### Supplied records:
--

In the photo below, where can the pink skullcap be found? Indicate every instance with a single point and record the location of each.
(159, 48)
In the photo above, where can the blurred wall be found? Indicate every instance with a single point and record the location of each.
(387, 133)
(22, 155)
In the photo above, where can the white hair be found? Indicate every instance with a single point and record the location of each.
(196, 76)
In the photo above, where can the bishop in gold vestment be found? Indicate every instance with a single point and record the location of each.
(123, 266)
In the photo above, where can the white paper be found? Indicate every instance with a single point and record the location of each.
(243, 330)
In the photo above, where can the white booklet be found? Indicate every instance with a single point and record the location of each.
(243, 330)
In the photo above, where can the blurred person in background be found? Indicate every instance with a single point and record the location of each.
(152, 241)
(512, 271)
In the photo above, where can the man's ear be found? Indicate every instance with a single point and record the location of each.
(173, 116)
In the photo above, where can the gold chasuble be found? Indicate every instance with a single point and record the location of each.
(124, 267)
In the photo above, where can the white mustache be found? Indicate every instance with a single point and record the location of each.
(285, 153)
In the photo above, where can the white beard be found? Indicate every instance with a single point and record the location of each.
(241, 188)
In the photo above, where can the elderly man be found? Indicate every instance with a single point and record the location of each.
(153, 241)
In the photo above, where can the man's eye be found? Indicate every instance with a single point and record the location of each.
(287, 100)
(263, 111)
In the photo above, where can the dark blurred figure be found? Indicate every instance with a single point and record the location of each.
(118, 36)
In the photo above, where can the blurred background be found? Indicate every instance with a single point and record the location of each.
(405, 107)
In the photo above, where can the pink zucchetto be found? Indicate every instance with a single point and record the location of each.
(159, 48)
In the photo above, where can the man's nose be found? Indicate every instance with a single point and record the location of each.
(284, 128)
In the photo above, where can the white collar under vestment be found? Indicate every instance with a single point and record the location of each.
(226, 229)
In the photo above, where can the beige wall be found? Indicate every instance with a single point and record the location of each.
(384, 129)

--

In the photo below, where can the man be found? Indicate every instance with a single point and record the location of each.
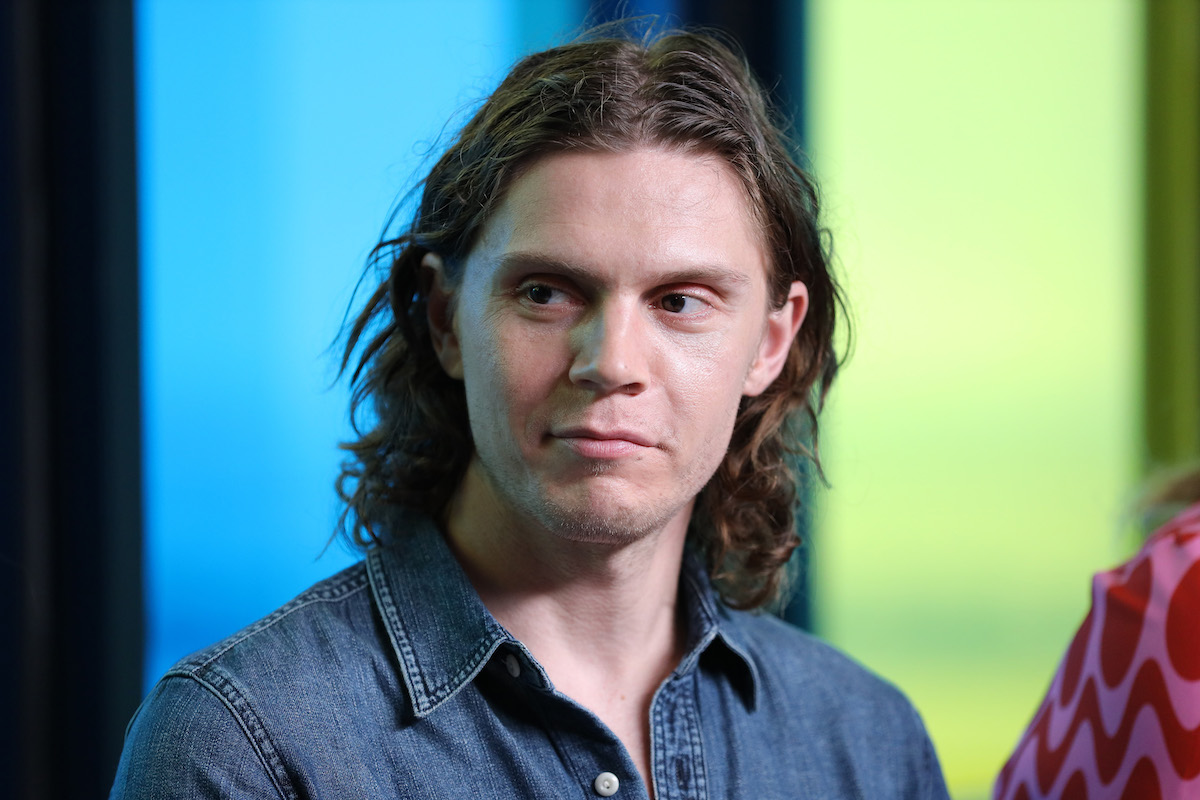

--

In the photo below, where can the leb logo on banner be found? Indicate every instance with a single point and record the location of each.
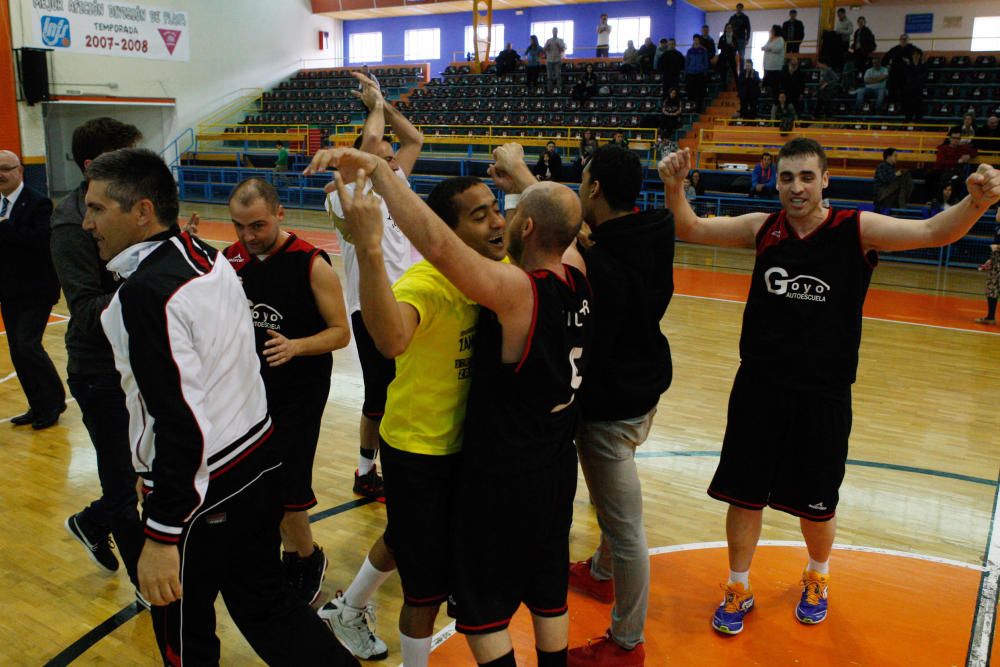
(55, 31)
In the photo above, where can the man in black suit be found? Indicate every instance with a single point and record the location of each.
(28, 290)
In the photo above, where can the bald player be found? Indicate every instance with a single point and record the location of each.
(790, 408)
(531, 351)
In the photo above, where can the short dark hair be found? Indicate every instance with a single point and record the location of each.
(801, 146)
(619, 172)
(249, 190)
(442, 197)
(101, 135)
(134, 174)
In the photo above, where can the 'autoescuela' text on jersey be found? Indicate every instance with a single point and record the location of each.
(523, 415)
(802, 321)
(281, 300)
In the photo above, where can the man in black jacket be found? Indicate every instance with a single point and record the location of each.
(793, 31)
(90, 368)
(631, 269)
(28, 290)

--

Filter the data above and copy out every line that contains the word "hair".

In the photo above, where can the white hair be found? Indicate every instance with a single point and record the location of each.
In the photo above, where can the short dark hair be found? Indicate every instance with a single point and record the location of each.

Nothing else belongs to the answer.